EXERCISE DIRECTIONS
Using the material below, tally each line with the string "shirt" and report only the total.

----- DATA SUPPLIED -----

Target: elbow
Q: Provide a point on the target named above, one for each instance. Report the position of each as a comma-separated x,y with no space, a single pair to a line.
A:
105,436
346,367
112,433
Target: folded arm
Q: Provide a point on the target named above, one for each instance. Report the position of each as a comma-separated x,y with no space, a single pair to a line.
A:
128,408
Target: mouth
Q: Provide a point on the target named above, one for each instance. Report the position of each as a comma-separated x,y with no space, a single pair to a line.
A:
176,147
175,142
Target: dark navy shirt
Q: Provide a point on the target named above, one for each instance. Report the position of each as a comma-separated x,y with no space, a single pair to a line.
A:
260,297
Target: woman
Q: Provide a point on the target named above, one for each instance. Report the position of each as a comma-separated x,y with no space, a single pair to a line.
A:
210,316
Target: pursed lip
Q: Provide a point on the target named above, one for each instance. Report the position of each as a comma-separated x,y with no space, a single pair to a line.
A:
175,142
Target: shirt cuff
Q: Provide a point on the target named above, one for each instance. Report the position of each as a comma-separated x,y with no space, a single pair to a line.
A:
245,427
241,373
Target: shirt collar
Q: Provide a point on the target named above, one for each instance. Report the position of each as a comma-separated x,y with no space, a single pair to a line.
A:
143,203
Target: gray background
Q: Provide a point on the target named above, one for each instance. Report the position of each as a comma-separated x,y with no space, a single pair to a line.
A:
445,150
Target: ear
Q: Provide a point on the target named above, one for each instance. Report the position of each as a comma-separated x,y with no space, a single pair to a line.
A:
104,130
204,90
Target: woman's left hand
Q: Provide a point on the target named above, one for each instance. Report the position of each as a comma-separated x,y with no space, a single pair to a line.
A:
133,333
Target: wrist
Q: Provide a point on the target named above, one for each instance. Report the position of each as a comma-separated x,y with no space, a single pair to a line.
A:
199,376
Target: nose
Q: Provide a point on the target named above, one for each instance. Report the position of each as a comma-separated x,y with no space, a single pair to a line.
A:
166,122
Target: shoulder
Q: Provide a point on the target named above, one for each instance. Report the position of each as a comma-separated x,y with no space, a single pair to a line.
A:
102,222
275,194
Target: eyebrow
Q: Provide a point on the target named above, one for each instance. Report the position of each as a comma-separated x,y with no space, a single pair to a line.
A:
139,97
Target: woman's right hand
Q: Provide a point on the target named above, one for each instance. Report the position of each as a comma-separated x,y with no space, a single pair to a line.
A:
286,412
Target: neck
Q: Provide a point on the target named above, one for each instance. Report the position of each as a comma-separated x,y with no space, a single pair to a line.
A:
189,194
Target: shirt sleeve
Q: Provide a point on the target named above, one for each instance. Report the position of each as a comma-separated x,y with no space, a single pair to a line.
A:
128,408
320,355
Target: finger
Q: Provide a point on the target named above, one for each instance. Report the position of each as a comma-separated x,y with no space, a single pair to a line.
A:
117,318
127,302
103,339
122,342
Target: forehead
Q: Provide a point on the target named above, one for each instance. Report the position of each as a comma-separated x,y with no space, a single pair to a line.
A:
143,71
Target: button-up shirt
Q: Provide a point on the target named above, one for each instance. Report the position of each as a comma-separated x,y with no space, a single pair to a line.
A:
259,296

-----

OUTPUT OF THE TASK
5